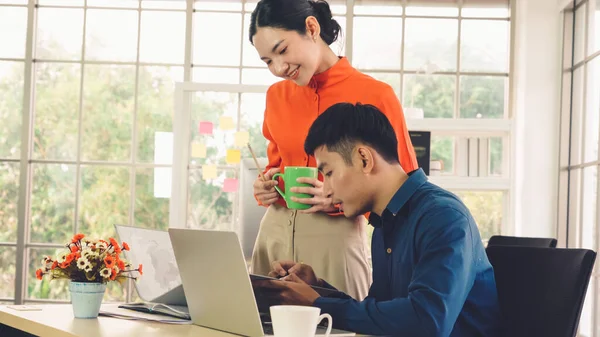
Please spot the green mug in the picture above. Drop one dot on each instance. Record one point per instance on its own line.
(290, 176)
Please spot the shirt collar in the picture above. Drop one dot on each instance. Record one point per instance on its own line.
(341, 70)
(415, 180)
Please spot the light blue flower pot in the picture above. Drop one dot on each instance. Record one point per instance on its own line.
(86, 298)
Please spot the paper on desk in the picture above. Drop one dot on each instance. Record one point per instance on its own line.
(116, 312)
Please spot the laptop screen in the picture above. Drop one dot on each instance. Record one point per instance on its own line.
(153, 249)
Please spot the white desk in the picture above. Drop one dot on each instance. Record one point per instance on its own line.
(56, 320)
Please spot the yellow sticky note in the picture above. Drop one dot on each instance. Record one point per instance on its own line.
(241, 138)
(209, 172)
(233, 156)
(198, 150)
(226, 123)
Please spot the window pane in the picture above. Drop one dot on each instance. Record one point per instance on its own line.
(496, 151)
(253, 111)
(155, 108)
(152, 194)
(594, 27)
(163, 4)
(108, 103)
(209, 207)
(215, 5)
(442, 151)
(258, 76)
(11, 96)
(432, 10)
(52, 203)
(589, 199)
(9, 197)
(377, 43)
(366, 7)
(393, 79)
(209, 107)
(162, 37)
(482, 96)
(484, 46)
(486, 12)
(225, 32)
(13, 26)
(56, 110)
(216, 75)
(104, 200)
(8, 259)
(250, 57)
(111, 35)
(432, 93)
(592, 111)
(580, 30)
(45, 289)
(486, 208)
(430, 44)
(113, 3)
(59, 33)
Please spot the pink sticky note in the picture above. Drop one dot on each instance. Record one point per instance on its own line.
(205, 128)
(230, 185)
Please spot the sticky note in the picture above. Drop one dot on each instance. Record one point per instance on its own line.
(209, 172)
(233, 156)
(205, 128)
(198, 150)
(230, 185)
(226, 123)
(241, 138)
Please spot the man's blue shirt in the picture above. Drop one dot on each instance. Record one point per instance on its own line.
(431, 275)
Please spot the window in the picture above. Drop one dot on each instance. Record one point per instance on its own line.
(580, 127)
(86, 140)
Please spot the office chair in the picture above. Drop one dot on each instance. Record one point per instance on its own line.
(541, 290)
(500, 240)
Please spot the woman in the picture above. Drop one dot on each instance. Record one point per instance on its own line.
(292, 37)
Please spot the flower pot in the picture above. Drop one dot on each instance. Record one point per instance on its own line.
(86, 298)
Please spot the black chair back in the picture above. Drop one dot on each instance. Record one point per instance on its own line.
(541, 290)
(501, 240)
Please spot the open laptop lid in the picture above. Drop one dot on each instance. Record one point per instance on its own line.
(161, 282)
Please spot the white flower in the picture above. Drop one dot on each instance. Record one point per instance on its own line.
(105, 272)
(63, 257)
(82, 263)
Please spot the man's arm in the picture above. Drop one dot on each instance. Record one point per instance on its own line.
(441, 281)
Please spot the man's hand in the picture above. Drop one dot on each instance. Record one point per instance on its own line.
(320, 202)
(292, 291)
(303, 271)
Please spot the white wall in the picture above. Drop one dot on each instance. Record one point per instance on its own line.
(536, 88)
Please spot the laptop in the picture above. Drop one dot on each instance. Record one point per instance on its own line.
(161, 282)
(217, 283)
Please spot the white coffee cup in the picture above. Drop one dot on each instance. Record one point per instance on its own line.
(297, 321)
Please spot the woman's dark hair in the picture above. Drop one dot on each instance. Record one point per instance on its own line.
(292, 14)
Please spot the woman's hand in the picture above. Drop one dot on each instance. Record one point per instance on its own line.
(265, 190)
(320, 202)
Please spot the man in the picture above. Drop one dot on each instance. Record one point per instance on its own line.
(431, 276)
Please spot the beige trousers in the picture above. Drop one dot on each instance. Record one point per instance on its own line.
(334, 246)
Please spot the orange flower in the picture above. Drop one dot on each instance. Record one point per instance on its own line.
(77, 237)
(109, 261)
(115, 245)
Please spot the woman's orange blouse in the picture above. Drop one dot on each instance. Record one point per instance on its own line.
(291, 109)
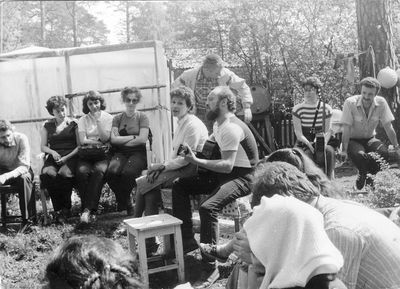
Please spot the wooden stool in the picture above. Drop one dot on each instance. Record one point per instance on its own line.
(4, 191)
(140, 229)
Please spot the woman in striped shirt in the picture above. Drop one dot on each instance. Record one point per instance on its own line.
(304, 126)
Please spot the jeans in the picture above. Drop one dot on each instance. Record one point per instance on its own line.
(221, 188)
(148, 194)
(121, 174)
(330, 158)
(358, 150)
(24, 186)
(89, 181)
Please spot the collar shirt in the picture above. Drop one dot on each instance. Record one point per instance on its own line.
(190, 131)
(88, 124)
(362, 126)
(16, 157)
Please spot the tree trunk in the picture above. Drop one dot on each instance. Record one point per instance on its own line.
(374, 25)
(74, 24)
(127, 20)
(42, 25)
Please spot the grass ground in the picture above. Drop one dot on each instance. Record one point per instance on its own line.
(24, 255)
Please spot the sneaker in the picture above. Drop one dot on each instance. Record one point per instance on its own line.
(86, 216)
(211, 251)
(189, 245)
(208, 278)
(369, 181)
(60, 218)
(360, 182)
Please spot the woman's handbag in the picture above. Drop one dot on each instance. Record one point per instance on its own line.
(94, 152)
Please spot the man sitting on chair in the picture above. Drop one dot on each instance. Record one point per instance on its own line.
(15, 165)
(361, 115)
(228, 178)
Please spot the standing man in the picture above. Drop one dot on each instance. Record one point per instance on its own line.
(15, 165)
(209, 75)
(361, 115)
(228, 179)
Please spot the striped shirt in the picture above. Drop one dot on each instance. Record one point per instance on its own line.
(368, 241)
(306, 113)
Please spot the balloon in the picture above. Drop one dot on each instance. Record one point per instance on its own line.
(387, 77)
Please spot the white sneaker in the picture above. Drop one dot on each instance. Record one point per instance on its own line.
(86, 216)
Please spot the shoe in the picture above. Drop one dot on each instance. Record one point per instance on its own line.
(151, 247)
(210, 250)
(189, 245)
(130, 209)
(369, 181)
(86, 217)
(360, 182)
(60, 218)
(208, 278)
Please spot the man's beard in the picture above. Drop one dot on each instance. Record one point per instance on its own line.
(213, 114)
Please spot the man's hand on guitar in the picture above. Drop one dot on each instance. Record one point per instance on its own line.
(188, 154)
(343, 156)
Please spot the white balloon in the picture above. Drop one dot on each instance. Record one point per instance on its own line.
(387, 77)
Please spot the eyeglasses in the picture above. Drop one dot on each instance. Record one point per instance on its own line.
(132, 100)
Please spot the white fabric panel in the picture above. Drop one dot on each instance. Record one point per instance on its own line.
(26, 84)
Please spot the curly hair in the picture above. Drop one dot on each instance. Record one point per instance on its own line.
(131, 90)
(92, 95)
(306, 165)
(6, 125)
(281, 178)
(91, 262)
(224, 92)
(185, 93)
(55, 102)
(314, 82)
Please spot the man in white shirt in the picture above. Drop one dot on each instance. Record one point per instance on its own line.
(229, 177)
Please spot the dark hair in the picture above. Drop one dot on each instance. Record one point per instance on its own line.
(91, 262)
(131, 90)
(92, 95)
(224, 92)
(55, 102)
(283, 179)
(213, 59)
(185, 93)
(301, 161)
(314, 82)
(371, 82)
(6, 125)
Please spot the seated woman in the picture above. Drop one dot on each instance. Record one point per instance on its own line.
(90, 262)
(308, 120)
(292, 250)
(59, 138)
(129, 133)
(94, 130)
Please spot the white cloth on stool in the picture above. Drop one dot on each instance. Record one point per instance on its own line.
(287, 236)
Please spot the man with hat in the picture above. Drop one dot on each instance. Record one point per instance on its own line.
(361, 115)
(212, 73)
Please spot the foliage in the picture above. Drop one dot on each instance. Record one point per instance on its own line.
(23, 25)
(386, 190)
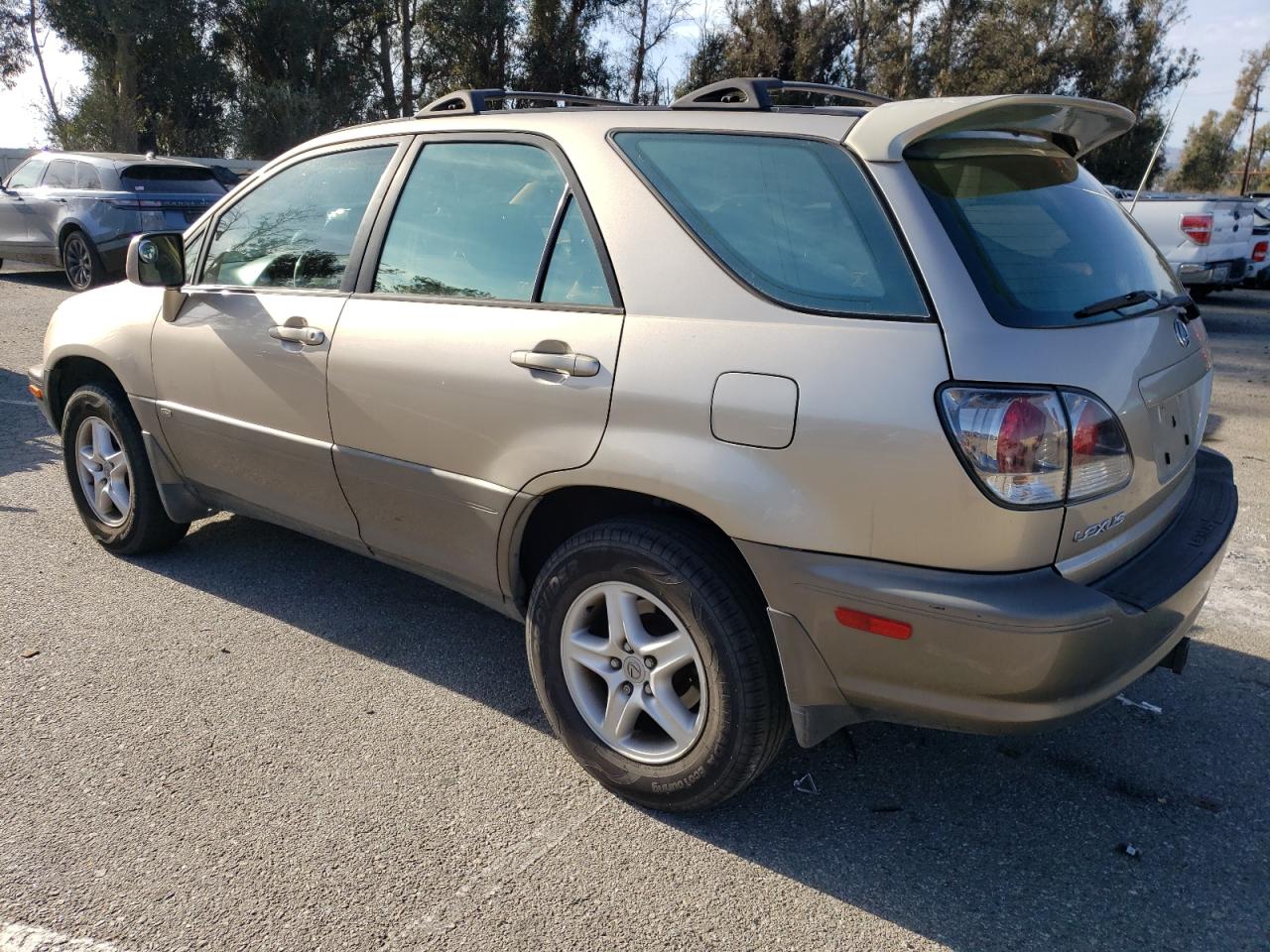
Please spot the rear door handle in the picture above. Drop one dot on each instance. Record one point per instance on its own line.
(309, 336)
(568, 365)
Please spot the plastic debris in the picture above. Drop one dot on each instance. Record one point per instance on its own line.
(807, 784)
(1142, 705)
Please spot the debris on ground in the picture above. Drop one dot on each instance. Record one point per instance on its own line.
(806, 784)
(1143, 705)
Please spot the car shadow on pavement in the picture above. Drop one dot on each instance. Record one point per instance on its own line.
(1132, 828)
(27, 440)
(381, 612)
(35, 280)
(976, 843)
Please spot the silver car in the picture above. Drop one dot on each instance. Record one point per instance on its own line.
(760, 416)
(77, 211)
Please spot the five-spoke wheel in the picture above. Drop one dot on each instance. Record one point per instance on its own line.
(103, 471)
(634, 671)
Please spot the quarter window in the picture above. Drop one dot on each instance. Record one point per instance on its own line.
(27, 176)
(575, 276)
(62, 175)
(87, 178)
(794, 218)
(298, 227)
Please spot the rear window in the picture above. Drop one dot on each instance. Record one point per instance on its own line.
(171, 179)
(794, 218)
(1039, 235)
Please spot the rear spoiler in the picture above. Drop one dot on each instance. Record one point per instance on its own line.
(1074, 125)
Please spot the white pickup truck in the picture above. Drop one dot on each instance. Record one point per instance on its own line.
(1206, 239)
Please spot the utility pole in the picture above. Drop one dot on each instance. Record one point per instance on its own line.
(1252, 135)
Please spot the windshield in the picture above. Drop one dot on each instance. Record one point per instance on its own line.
(171, 179)
(1039, 235)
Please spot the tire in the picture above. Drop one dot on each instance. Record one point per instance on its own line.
(130, 520)
(698, 592)
(81, 263)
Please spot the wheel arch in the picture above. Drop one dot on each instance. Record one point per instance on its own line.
(549, 520)
(71, 372)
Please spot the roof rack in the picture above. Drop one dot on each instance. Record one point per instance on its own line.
(472, 102)
(754, 93)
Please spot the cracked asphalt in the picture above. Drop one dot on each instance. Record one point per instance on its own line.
(258, 742)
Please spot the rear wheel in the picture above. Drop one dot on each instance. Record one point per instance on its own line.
(80, 262)
(109, 475)
(653, 660)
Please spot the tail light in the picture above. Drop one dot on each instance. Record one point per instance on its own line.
(1037, 447)
(1198, 227)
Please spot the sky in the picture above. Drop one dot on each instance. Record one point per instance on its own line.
(1216, 30)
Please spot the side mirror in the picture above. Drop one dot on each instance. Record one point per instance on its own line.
(158, 261)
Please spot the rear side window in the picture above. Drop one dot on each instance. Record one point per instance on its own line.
(794, 218)
(1039, 235)
(62, 175)
(172, 179)
(27, 176)
(87, 178)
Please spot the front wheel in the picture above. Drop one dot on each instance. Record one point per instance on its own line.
(109, 475)
(81, 263)
(654, 662)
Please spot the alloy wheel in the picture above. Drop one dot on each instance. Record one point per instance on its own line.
(103, 471)
(634, 671)
(79, 262)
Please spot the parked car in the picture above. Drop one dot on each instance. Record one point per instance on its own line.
(1259, 258)
(77, 211)
(1206, 238)
(907, 422)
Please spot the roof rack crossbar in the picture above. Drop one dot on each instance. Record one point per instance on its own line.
(472, 102)
(754, 93)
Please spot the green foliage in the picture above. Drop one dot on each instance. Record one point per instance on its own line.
(1211, 158)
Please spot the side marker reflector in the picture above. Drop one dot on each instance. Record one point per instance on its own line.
(874, 625)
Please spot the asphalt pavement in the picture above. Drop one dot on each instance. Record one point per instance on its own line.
(258, 742)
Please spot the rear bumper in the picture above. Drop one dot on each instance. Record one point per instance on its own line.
(991, 654)
(1225, 273)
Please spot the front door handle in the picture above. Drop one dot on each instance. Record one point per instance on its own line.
(298, 333)
(568, 365)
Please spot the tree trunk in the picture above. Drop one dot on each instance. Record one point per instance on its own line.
(386, 89)
(640, 53)
(44, 76)
(407, 10)
(126, 139)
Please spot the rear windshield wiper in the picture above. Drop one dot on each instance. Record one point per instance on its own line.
(1115, 303)
(1182, 302)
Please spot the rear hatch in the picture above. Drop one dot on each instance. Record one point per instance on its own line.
(1048, 250)
(171, 195)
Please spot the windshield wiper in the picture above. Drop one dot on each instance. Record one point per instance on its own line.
(1182, 302)
(1115, 303)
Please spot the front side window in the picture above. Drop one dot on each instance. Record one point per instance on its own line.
(62, 175)
(1039, 235)
(794, 218)
(472, 221)
(298, 227)
(27, 176)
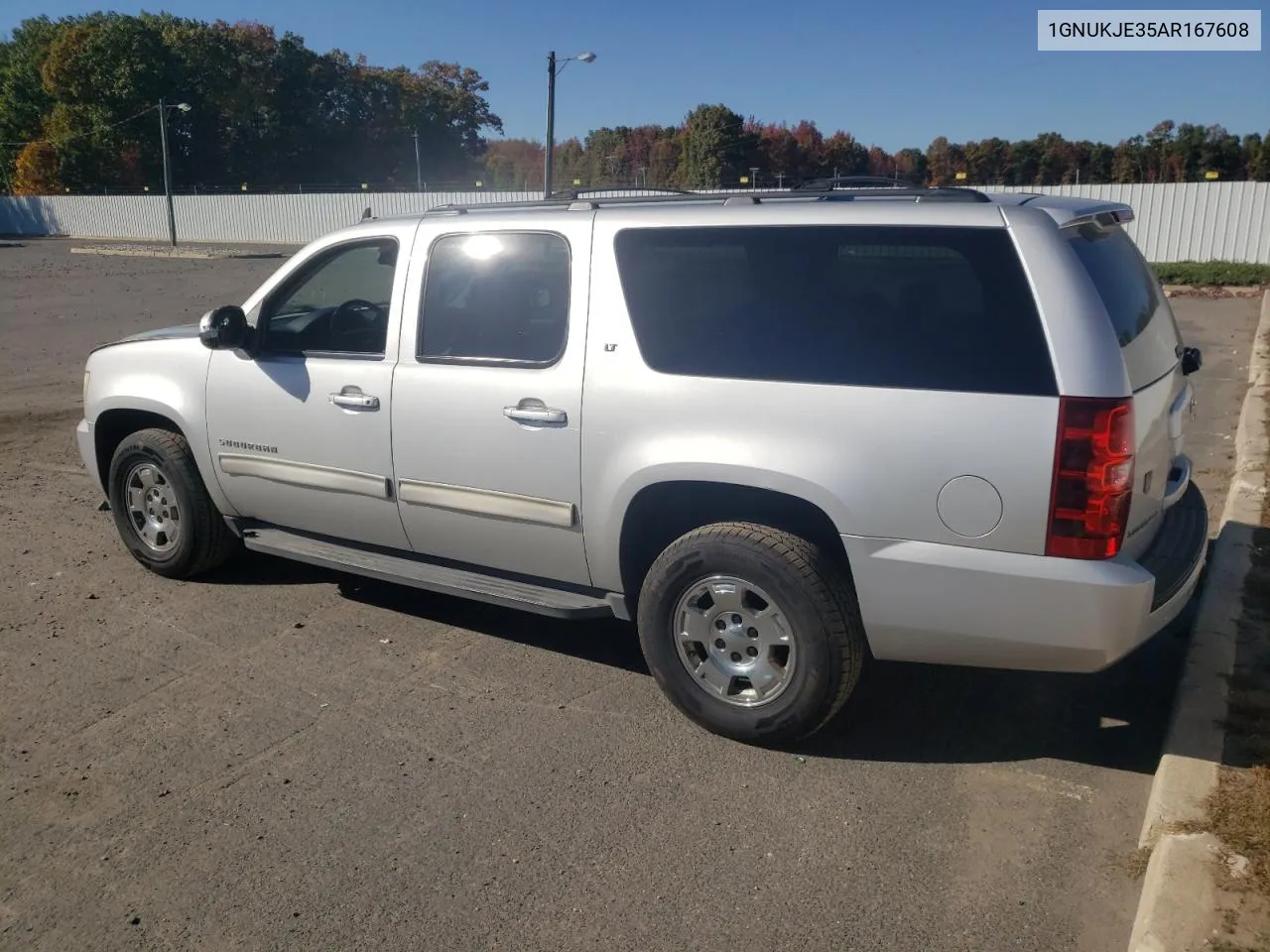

*-*-*

Shift every coordinate in the items from the line with "Please spot the white fabric" up to and including the line with "(1142, 705)" by adding 112 to each number. Write out every line in that span again, with all other text unchanged and the pictures left out.

Expected answer:
Please spot the white fabric panel in the picture above. Drop one dot on each instance. Record one point per instance on its own line.
(138, 196)
Please spot the curly hair in the picture above. Drop one dot on each instance. Record one point per instance on its own line.
(243, 202)
(204, 207)
(418, 277)
(118, 237)
(393, 290)
(203, 374)
(336, 204)
(297, 205)
(167, 214)
(426, 194)
Please spot the man in white shirt in the picture above. Drop one dot on each instance. Record one point per instance on its own line.
(341, 289)
Please spot the dark hair in the picture above. Drop one dot on each instance. Record one point per instance on its own line.
(203, 374)
(243, 202)
(204, 207)
(336, 204)
(167, 214)
(395, 291)
(325, 171)
(297, 205)
(413, 273)
(426, 194)
(483, 194)
(118, 237)
Please spot the seated woman in the picture above. Drop one dot on each instance. Record one point per instance on its own line.
(202, 374)
(420, 232)
(404, 362)
(171, 250)
(241, 245)
(206, 242)
Please spot the white cloth on stool in the picture above. Drop one dot on each instance. Record one point per instance on its own line.
(399, 348)
Please spot the man with hat in the picture above. Drop one dot on each instance. Record one point per instance on its own line.
(473, 227)
(324, 185)
Please spot the foliage in the picture above. Drop one dot on each instance. Record one point per instance on its own line.
(135, 137)
(498, 302)
Please spot the rear door handle in the picture above. Drop one dot on each instance. Record one point per instance on its own line.
(421, 448)
(680, 477)
Please spot the plastic debris in the picture above. Drop one dot on each instance. Record one point per instance on its own line.
(919, 896)
(1254, 817)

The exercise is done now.